**TEXTAUSSCHNITT**
-- -- --
Was haben Sie aus Ihrer Ärz­te­aus­bil­dung mit­ge­nom­men, dass Sie nun auch in Ihrer Abtei­lung umset­zen? Ich habe damals im Wie­ner AKH in der Not­auf­nahme direkt mit der Fach­arzt­aus­bil­dung begon­nen und durfte von Anfang an selbst­stän­dig arbei­ten. Was sicher abge­färbt hat, ist der Gedanke, dass ein sta­bi­les Team essen­ti­ell ist. Unter extre­mem Stress braucht man ein Team, das in sich gut funk­tio­niert und an einem Strang zieht. Es herrscht hier kein rauer Wind, das ist ganz wichtig.

Inwie­fern berei­tet die Not­auf­nahme gut auf die All­ge­mein­me­di­zin vor? Wir betreuen täg­lich um die 100 Pati­en­ten, 70 Pro­zent davon kom­men mit der Ret­tung. In der Nacht ver­mi­schen sich die Zustän­dig­kei­ten, aber tags­über sind unsere Ärzte in all­ge­mein­me­di­zi­ni­scher Aus­bil­dung haupt­säch­lich im Ambu­lanz­be­reich tätig. Sie sol­len ja viele ver­schie­dene Pati­en­ten sehen, die auch in der Ordi­na­tion vor­kom­men. Es geht darum, ein Fein­ge­fühl für die ein­zel­nen Pati­en­ten­fälle zu erhal­ten: Wo ist ein CT not­wen­dig, wo genügt ein Medi­ka­ment? Das lernt man in der Ambu­lanz am bes­ten, vor allem kann man hier diverse Unter­su­chun­gen direkt durch­füh­ren und lernt, ob man selbst zu viel Dia­gnos­tik betrie­ben hat oder etwas womög­lich in einer Ordi­na­tion mit weni­ger dia­gnos­ti­schen Mög­lich­kei­ten über­se­hen hätte und eine Über­wei­sung not­wen­dig gewe­sen wäre.
-- -- --
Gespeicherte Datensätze
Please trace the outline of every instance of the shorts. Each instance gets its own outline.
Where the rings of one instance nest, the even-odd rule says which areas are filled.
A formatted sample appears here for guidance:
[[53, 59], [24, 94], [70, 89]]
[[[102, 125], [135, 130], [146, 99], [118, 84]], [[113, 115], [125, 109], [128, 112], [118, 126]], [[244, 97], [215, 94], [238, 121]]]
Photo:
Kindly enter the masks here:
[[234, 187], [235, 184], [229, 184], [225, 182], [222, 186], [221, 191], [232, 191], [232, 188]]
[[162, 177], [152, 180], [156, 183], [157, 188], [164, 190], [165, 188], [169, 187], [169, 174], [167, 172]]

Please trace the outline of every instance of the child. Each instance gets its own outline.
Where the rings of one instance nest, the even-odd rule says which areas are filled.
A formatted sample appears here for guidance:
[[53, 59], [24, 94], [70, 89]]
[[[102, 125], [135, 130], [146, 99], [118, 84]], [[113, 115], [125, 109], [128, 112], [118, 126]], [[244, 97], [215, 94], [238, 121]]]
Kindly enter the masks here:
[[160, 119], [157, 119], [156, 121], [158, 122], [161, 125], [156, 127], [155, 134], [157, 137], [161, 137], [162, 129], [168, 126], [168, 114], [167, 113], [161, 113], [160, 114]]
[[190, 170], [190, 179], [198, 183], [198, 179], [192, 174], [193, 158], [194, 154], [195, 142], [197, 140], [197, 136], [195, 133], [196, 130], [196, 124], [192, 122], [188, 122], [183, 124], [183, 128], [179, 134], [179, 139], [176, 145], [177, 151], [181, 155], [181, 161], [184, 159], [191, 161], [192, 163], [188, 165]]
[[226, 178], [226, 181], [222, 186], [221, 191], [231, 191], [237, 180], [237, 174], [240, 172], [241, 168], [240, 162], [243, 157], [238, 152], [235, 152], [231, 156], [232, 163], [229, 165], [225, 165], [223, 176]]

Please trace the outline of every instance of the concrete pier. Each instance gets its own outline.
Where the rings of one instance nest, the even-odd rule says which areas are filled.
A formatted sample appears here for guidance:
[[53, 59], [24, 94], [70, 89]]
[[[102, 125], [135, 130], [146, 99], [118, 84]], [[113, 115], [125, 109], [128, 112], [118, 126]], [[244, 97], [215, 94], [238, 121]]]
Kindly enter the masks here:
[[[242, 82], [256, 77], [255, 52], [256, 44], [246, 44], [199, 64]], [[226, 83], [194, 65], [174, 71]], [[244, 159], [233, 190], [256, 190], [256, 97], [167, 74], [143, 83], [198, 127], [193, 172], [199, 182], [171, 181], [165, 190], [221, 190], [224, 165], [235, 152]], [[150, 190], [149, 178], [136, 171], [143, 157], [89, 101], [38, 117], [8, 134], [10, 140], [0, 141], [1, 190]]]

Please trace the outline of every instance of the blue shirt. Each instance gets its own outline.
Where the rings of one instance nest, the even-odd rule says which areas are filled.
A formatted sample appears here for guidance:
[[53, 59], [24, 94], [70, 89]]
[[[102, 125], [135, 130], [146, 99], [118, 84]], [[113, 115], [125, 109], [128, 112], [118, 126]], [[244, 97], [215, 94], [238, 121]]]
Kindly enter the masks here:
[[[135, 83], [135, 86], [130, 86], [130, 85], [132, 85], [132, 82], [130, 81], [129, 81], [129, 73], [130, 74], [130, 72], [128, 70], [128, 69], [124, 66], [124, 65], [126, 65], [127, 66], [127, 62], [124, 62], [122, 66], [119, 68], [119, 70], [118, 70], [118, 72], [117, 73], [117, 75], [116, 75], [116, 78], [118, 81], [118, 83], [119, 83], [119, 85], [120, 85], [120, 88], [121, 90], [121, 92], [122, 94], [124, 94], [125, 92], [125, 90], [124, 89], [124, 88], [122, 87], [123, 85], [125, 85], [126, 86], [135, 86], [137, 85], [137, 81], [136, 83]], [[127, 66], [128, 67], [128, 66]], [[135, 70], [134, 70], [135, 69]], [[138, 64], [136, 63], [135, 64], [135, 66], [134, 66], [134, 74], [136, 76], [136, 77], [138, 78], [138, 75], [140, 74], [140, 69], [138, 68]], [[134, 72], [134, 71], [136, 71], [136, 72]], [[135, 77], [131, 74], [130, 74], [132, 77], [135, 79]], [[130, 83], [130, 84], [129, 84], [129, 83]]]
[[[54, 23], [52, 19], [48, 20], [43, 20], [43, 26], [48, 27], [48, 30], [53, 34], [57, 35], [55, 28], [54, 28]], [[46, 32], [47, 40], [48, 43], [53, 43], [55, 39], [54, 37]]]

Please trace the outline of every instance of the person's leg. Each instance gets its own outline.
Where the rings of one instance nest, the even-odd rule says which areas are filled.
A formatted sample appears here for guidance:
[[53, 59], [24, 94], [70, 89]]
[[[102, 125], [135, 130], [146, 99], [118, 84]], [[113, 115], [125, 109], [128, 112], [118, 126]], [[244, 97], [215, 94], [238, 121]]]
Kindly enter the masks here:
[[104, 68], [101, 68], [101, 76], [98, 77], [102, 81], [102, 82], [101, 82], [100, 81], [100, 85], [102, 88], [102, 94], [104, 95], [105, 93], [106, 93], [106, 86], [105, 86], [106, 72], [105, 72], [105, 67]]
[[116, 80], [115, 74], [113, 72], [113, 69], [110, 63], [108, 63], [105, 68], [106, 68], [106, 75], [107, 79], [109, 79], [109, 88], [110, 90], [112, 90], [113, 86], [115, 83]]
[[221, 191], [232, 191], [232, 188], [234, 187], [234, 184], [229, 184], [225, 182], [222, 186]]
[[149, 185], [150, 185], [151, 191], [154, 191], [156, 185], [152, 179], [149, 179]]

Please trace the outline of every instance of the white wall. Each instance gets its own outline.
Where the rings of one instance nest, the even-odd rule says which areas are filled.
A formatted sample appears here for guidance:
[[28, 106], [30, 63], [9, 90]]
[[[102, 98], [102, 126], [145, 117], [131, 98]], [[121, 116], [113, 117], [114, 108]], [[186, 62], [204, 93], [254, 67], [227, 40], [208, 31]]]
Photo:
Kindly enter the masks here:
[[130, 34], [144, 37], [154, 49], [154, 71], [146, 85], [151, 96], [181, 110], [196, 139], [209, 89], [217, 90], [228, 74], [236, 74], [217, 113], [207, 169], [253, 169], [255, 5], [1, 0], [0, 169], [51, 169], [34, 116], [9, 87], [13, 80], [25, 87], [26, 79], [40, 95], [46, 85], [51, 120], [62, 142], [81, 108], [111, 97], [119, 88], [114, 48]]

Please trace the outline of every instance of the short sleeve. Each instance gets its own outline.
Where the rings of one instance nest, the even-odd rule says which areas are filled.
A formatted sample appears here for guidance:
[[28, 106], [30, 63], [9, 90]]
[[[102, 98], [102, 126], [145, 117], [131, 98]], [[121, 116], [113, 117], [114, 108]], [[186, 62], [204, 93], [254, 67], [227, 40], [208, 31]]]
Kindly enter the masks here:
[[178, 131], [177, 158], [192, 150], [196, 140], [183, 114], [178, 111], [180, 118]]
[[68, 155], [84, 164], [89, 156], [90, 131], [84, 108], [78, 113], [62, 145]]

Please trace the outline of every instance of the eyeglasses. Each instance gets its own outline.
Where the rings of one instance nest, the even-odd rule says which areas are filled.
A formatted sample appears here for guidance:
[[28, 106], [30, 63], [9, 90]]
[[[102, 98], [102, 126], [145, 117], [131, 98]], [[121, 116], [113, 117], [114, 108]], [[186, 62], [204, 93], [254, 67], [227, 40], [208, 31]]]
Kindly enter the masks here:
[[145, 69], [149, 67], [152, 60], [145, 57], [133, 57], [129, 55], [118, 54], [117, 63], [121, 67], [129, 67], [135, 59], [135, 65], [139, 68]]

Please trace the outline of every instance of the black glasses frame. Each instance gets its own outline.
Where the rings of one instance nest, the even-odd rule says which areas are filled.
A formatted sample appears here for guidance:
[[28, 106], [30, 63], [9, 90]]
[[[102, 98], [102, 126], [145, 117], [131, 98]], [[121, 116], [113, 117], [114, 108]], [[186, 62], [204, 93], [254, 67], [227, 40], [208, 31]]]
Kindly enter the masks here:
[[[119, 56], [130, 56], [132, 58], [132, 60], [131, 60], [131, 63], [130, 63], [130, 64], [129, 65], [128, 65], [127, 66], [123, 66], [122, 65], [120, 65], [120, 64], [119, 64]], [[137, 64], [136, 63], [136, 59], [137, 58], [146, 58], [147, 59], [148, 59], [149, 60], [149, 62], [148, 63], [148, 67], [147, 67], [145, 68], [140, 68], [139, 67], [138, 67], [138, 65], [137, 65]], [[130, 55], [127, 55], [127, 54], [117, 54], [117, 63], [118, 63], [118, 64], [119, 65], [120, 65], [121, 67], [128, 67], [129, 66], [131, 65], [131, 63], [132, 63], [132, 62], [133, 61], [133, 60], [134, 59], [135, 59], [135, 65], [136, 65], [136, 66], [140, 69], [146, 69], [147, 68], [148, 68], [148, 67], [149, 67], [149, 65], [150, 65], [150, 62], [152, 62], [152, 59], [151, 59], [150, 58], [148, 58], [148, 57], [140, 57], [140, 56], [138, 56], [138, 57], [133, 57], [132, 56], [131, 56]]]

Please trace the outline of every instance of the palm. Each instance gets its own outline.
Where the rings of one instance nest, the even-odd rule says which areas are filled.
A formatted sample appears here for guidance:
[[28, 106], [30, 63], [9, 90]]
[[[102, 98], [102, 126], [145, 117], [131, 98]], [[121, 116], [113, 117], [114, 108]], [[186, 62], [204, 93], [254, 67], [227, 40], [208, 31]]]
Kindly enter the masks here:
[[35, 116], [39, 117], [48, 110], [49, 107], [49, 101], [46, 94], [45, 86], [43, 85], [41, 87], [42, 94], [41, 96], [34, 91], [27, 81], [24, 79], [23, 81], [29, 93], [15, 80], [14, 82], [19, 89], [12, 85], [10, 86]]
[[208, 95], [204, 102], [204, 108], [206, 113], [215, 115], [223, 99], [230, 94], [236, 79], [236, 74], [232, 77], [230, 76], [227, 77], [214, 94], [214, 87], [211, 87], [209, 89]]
-- -- --
**ZU ERLEDIGEN**
A - Beantworte anhand des Textausschnitts über die Notaufnahme diese Fragen:
(i) Wo hat die befragte Person ihre Facharztausbildung begonnen?
(ii) Wie viele Patienten werden täglich betreut, und wie viel Prozent davon kommen mit der Rettung?
(iii) In welchem Bereich arbeiten die Ärzte in allgemeinmedizinischer Ausbildung tagsüber hauptsächlich?
B - Schreib den Textausschnitt über die Notaufnahme weiter, beginnend nach seinem letzten Satz.

**ERWARTETE ERGEBNISSE**
A -
(i) In der Notaufnahme des Wiener AKH.
(ii) Um die 100 Patienten, 70 Prozent davon kommen mit der Rettung.
(iii) Im Ambulanzbereich.

B -
Wie sieht die Feh­ler­kul­tur in Ihrer Abtei­lung aus? Grund­sätz­lich lese ich alle Kran­ken­ge­schich­ten. Das ist zwar müh­sam, aber wich­tig, um mög­li­che Feh­ler zu sehen oder Ver­bes­se­rungs­vor­schläge anzu­brin­gen. Es gibt glück­li­cher­weise wenig zu bean­stan­den, aber es geht hier auch darum, dass die Aus­zu­bil­den­den bei uns ler­nen. Man kann nicht alles gleich per­fekt kön­nen und gute Super­vi­sion ist ein­fach grund­le­gend. Beson­ders in der Not­auf­nahme ist das hei­kel. Der Ober­arzt muss drauf schauen, dass die Ärzte in Aus­bil­dung nicht im Stich gelas­sen wer­den, aber trotz­dem eigen­stän­dig arbeiten. 

Was hat sich in den ver­gan­ge­nen Jah­ren in der Spi­tals­ar­beit ver­än­dert? Die Arbeits­zeit­ver­kür­zung war schon lang über­fäl­lig. Auf­grund der Ruhe­zei­ten, maxi­ma­len Wochen­ar­beits­zei­ten und Nacht- und Wochen­end­diens­ten ist es aber prak­tisch unmög­lich, eine kon­ti­nu­ier­li­che Betreu­ung der Ärzte in Aus­bil­dung durch ein und die­selbe Per­son zu gewähr­leis­ten, sie arbei­ten daher mit vie­len ver­schie­de­nen Vor­ge­setz­ten. Um die Aus­bil­dung der jun­gen Ärzte küm­mert sich bei uns jeder. 

Wie könnte ein zukünf­ti­ges Aus­bil­dungs­kon­zept aus­se­hen? In der Not­fall­me­di­zin haben wir sehr viele Nacht­dienste. Mit zuneh­men­dem Alter wer­den sie immer müh­sa­mer und man­che Not­fall­me­di­zi­ner blei­ben daher nicht bis zur Pen­sion. Damit die Not­fall­me­di­zin aber wei­ter­hin attrak­tiv bleibt und erfah­rene Kol­le­gen das Know-how auch wei­ter­ge­ben kön­nen, sollte ein neues Kon­zept mit ande­rer Zeit­ein­tei­lung ange­dacht wer­den. Ich denke da an eine Art Senior Con­sul­tant, der sich aus­schließ­lich oder zumin­dest zu einem gro­ßen Teil den Ärz­ten in Aus­bil­dung wid­met, der sich unter­tags mehr Zeit für Pati­en­ten neh­men kann, die er gemein­sam mit einem Aus­zu­bil­den­den betreut. Das geht natür­lich nur, wenn Spi­tä­ler ent­spre­chend Per­so­nal auf­sto­cken und wir dadurch Ärzte haben, die sich aus­schließ­lich auf die Aus­bil­dung der Jun­gen kon­zen­trie­ren können.